Where the listing below reaches the line containing "query: black picture frame", start writing out lines exactly, and stop once the line containing "query: woven seagrass basket" has been written.

ENTRIES SHOWN section start

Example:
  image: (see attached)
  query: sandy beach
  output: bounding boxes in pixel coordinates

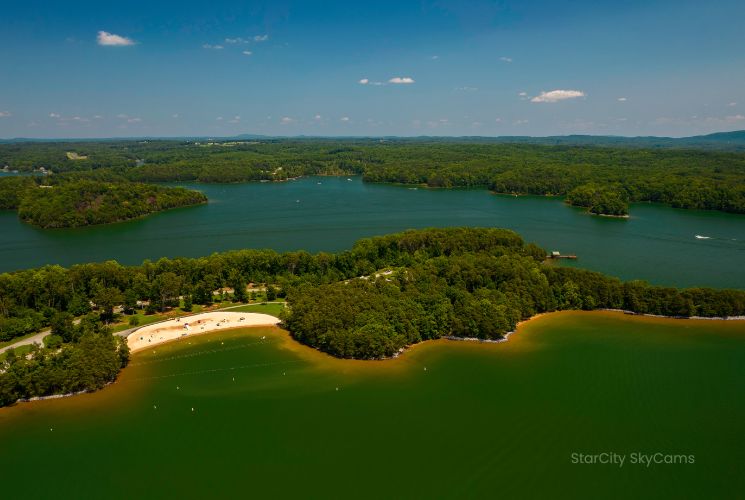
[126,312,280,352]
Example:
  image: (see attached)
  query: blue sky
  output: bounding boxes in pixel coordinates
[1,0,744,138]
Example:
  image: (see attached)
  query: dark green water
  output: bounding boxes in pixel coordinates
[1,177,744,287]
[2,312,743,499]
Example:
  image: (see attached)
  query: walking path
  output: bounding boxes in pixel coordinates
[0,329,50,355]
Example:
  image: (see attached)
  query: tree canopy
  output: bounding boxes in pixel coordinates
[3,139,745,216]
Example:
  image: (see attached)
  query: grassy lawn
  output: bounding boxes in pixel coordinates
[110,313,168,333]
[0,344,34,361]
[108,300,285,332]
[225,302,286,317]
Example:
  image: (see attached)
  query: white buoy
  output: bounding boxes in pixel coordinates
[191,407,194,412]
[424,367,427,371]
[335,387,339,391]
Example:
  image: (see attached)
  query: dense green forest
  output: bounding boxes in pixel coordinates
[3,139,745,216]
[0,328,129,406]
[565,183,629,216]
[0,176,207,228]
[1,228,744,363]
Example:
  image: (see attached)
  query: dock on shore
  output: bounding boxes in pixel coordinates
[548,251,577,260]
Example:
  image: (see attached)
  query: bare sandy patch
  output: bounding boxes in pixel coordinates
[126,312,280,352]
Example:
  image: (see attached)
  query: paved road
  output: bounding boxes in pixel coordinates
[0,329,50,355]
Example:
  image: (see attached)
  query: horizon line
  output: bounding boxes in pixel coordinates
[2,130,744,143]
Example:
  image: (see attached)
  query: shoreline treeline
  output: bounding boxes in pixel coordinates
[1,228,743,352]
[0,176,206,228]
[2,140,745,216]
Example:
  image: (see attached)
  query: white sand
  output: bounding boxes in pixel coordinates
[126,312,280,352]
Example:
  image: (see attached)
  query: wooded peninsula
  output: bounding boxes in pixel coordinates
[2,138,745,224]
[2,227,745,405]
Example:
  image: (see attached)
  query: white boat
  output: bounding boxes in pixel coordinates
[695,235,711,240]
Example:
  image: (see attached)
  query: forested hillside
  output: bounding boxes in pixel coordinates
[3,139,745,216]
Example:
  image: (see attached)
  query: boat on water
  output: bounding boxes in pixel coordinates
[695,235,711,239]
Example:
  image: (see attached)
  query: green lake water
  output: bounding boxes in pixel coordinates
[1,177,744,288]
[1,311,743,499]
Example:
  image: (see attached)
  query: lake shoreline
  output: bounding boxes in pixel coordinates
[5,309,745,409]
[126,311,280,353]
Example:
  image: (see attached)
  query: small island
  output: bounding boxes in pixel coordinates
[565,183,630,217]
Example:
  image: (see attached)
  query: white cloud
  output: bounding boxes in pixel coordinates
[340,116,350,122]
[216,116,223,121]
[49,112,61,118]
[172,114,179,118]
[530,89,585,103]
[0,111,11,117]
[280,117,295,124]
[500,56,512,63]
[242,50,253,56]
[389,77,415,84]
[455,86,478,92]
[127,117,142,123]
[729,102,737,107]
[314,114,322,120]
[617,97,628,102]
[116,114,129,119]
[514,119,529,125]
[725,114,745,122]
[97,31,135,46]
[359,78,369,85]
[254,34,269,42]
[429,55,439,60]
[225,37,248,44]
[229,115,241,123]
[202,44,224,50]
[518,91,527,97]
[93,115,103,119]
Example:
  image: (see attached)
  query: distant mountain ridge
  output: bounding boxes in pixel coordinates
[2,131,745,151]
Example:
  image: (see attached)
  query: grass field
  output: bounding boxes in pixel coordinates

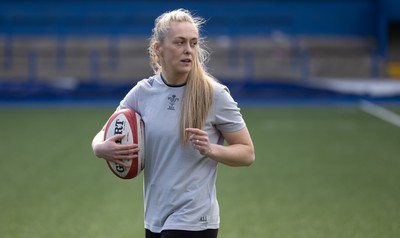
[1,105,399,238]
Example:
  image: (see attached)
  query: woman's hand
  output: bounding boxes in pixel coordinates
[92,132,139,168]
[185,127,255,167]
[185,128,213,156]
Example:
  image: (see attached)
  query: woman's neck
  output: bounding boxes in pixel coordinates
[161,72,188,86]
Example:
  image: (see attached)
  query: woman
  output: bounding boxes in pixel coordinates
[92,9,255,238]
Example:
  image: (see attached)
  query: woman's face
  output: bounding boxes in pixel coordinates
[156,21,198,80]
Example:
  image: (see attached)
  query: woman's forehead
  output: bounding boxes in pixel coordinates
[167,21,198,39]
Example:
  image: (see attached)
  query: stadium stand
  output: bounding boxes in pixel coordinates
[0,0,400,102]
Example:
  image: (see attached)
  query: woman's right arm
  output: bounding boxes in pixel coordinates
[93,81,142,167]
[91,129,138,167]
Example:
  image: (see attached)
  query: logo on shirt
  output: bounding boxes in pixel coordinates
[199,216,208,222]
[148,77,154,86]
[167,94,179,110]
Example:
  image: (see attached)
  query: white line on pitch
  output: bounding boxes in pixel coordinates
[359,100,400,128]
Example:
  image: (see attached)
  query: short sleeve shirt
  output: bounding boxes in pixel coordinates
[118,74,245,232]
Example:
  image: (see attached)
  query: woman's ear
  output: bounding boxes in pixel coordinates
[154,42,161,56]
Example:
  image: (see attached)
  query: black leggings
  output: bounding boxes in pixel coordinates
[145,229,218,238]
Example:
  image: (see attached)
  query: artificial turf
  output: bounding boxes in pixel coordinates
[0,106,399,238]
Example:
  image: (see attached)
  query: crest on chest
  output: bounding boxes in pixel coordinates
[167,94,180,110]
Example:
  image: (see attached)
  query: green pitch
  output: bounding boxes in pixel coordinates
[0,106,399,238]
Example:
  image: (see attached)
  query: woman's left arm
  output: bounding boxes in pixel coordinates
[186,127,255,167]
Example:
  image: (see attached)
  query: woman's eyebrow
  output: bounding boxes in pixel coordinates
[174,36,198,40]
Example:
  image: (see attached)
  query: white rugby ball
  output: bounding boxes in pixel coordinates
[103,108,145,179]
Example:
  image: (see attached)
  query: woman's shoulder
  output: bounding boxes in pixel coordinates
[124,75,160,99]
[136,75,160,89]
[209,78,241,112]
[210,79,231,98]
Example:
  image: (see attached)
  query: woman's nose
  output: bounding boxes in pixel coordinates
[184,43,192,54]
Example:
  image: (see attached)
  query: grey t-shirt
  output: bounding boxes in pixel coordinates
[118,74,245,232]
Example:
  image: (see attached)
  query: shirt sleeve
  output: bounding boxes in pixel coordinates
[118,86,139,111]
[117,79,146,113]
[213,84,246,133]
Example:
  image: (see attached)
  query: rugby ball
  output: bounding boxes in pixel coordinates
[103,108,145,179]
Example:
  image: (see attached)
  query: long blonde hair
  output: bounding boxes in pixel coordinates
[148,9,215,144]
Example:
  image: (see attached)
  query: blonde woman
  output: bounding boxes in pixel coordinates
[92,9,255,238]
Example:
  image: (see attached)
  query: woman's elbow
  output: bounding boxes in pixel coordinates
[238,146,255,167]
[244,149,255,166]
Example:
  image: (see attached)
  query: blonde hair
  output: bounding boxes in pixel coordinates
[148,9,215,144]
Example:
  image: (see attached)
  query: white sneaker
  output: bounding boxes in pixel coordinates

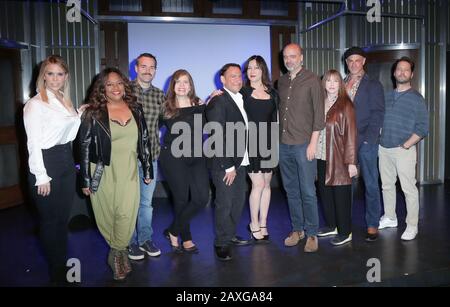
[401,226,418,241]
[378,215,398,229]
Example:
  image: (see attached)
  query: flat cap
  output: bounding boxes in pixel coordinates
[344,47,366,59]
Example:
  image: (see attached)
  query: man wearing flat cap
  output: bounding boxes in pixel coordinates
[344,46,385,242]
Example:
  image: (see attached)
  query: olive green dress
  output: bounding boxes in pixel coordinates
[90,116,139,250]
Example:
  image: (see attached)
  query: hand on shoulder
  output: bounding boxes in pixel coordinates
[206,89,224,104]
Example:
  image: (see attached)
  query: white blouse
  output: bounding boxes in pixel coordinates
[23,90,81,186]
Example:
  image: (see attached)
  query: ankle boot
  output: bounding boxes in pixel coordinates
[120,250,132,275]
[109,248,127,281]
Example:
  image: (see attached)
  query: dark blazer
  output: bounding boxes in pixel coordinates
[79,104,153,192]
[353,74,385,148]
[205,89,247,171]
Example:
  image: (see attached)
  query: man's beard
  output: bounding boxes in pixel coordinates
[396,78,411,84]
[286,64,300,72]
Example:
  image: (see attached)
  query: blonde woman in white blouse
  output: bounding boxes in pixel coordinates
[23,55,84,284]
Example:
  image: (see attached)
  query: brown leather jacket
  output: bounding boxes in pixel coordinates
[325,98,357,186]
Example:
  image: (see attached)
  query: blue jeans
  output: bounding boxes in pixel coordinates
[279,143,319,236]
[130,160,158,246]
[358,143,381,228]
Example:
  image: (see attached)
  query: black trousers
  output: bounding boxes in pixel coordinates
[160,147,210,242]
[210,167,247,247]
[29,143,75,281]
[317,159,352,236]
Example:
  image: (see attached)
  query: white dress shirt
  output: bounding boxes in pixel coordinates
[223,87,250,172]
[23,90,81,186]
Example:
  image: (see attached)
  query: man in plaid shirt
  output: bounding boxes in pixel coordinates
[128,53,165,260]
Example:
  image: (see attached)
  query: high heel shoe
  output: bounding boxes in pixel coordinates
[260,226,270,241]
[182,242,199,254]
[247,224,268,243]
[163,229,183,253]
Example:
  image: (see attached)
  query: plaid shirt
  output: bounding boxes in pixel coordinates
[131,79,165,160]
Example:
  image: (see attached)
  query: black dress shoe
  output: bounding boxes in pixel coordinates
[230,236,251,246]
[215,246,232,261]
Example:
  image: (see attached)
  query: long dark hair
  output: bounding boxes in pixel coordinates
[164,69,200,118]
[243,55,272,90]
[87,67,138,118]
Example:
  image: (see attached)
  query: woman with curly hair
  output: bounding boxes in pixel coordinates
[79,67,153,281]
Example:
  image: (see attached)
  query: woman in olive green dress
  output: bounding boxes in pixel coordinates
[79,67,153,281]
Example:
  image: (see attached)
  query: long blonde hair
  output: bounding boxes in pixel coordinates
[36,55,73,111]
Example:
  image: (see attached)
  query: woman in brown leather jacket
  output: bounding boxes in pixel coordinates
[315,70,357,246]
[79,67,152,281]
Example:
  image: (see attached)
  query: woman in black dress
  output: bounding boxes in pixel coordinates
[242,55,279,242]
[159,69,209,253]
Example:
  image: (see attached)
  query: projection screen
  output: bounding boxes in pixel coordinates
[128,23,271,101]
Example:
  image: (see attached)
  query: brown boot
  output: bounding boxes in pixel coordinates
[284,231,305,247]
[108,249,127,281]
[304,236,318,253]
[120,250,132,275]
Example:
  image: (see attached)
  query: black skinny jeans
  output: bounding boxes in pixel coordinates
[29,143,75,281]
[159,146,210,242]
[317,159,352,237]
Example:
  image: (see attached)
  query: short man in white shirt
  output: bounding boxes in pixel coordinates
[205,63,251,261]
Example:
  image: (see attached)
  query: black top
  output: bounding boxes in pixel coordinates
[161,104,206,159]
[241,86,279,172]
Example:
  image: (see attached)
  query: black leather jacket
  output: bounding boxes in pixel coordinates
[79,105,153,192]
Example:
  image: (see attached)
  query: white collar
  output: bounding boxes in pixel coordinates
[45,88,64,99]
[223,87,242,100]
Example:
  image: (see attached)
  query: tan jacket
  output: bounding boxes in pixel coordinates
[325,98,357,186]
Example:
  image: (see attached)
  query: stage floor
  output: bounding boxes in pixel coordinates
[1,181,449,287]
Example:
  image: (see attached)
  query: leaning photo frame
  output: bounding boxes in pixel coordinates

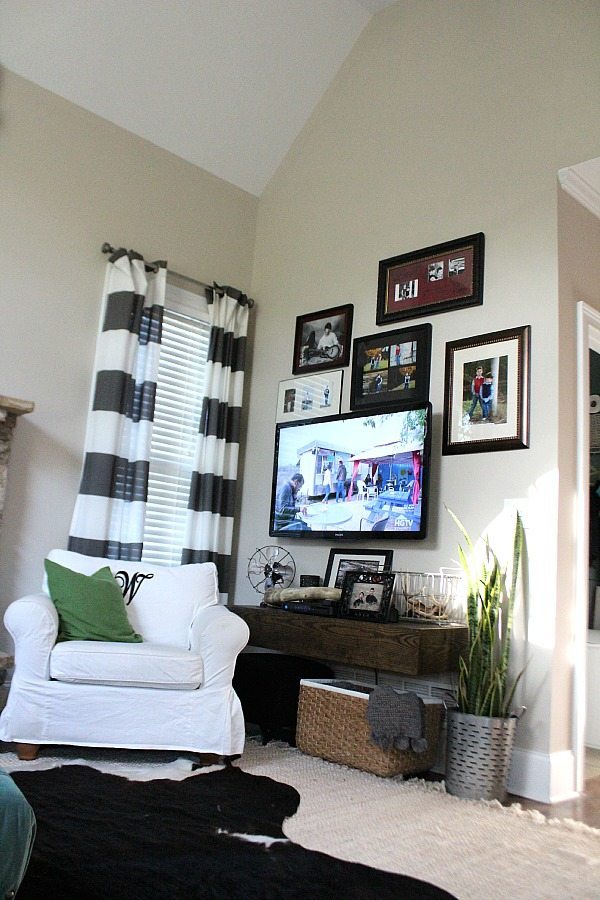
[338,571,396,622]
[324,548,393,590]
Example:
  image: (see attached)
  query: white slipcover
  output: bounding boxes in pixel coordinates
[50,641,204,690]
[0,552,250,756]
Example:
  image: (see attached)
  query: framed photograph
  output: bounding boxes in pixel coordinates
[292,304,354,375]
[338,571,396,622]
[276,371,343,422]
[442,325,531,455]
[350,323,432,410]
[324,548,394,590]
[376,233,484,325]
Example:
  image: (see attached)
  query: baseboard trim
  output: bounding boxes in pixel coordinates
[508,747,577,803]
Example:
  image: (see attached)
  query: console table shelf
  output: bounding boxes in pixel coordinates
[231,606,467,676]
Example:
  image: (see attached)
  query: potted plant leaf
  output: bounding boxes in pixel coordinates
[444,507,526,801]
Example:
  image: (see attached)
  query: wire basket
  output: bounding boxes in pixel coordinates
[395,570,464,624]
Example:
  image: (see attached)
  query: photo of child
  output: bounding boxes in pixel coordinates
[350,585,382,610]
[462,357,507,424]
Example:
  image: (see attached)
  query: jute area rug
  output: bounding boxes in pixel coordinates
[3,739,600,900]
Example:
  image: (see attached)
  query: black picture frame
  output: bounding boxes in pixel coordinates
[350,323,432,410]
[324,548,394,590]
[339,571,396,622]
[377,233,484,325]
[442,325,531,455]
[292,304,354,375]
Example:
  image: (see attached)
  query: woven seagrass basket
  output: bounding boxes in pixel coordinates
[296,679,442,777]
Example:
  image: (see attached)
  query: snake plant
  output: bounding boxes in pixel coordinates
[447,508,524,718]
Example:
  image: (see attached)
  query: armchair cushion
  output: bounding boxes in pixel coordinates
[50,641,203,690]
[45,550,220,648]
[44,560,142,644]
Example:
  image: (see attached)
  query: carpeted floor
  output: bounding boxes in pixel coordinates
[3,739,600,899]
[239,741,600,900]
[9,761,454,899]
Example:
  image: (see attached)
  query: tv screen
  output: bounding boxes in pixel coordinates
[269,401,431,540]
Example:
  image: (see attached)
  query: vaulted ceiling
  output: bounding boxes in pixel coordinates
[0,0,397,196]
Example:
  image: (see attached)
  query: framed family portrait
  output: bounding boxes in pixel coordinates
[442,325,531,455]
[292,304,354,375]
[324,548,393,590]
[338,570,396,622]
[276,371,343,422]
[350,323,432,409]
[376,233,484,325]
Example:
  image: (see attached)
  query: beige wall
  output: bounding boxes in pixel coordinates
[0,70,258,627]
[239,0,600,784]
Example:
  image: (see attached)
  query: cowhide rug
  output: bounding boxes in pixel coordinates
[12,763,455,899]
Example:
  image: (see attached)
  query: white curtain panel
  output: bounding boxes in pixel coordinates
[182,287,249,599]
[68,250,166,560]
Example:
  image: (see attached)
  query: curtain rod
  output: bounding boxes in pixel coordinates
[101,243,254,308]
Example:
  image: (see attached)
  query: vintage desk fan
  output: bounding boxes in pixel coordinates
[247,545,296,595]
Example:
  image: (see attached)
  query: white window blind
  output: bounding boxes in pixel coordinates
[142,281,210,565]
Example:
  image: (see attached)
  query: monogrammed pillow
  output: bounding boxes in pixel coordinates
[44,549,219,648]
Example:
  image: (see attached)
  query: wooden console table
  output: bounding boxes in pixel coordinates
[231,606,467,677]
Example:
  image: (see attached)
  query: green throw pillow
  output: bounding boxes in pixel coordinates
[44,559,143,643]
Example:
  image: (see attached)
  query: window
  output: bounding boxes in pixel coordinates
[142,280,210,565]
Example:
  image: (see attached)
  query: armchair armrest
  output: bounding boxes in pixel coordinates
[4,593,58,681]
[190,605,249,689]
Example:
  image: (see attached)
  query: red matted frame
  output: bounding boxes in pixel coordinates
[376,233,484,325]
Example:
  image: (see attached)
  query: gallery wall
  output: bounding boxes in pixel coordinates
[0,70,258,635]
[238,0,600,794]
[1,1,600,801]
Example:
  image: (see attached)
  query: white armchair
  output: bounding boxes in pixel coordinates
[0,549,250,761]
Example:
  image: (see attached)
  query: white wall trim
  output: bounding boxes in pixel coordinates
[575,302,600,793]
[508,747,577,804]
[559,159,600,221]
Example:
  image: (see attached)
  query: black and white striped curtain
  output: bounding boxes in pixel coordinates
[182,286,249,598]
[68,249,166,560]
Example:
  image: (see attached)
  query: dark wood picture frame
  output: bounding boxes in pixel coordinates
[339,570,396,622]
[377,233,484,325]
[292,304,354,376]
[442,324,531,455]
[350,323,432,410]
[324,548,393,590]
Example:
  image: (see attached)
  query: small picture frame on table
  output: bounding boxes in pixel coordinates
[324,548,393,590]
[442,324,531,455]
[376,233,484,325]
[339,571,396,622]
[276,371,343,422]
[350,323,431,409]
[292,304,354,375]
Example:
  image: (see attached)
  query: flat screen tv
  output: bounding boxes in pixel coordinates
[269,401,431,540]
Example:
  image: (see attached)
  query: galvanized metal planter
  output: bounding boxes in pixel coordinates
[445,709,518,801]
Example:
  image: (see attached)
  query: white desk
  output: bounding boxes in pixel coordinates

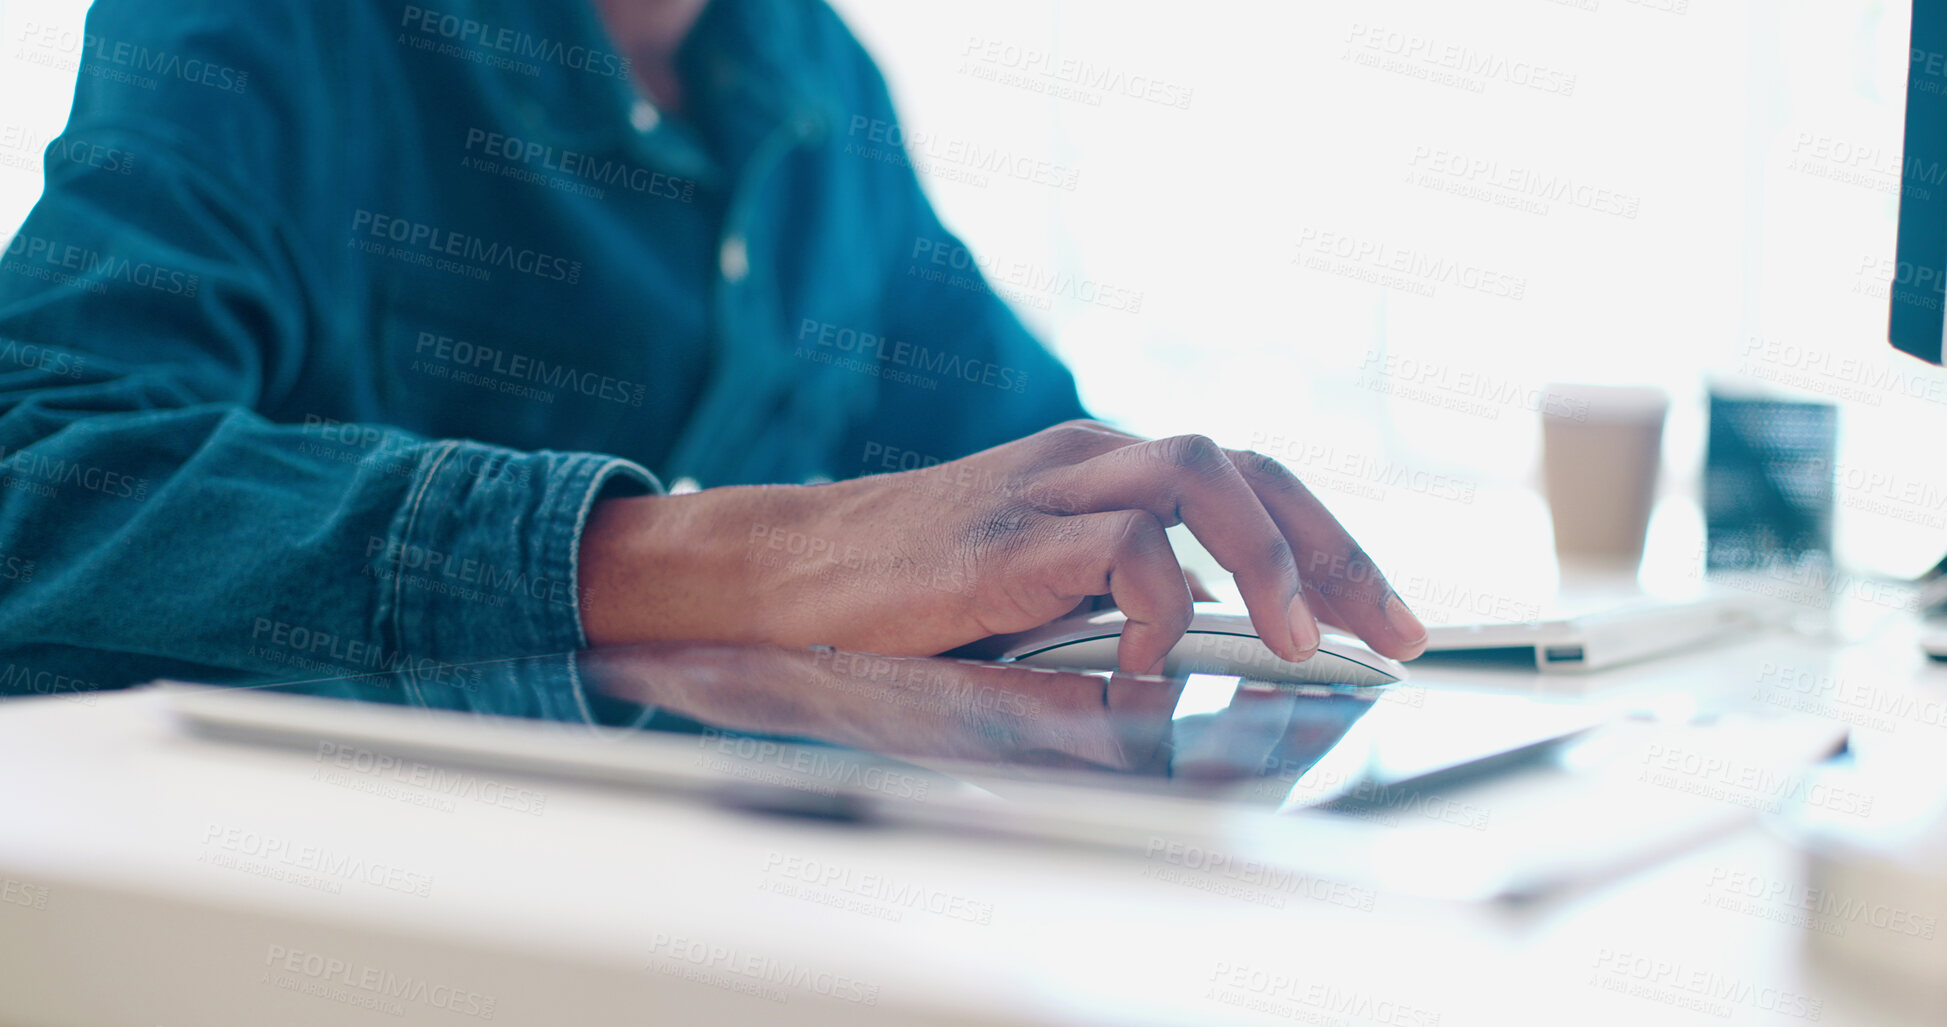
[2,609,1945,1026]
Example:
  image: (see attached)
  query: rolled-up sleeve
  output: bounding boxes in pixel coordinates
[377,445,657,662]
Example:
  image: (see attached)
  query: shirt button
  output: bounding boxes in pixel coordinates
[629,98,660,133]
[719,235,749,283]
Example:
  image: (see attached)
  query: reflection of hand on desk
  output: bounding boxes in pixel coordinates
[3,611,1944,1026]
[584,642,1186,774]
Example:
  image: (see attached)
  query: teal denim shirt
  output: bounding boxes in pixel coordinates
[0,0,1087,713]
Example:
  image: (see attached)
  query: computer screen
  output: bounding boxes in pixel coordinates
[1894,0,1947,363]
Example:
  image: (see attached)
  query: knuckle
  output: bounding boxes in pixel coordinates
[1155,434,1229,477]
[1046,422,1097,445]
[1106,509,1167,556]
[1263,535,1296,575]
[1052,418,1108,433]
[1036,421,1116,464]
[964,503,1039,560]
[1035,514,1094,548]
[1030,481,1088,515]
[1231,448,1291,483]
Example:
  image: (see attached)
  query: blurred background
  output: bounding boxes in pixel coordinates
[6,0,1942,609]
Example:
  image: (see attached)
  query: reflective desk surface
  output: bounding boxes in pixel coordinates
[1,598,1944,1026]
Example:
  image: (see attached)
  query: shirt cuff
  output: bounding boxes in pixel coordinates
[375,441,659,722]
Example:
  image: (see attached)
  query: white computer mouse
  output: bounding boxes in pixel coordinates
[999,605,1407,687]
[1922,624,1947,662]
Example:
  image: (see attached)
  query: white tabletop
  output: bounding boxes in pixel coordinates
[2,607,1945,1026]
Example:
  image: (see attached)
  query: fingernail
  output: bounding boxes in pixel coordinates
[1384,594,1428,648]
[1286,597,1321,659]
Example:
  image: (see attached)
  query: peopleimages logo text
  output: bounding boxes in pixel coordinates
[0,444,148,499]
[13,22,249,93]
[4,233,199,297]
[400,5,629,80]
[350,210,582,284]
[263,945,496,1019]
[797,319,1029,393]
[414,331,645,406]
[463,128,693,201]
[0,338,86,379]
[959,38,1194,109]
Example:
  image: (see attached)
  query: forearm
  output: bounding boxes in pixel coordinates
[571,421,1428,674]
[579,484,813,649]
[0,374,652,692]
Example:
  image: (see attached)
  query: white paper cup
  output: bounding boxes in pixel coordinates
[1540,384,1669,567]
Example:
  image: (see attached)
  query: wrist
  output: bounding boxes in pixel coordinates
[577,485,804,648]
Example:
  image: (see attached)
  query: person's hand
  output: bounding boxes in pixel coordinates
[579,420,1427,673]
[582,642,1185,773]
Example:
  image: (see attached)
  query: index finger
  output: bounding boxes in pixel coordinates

ENTRIES SHOWN section end

▸ YOUR RESPONSE:
  query: black picture frame
  output: bounding boxes in pixel coordinates
[350,323,432,410]
[324,548,394,590]
[339,571,396,622]
[377,233,484,325]
[442,325,531,455]
[292,304,354,375]
Example:
  image: (see attached)
  query: woven seagrass basket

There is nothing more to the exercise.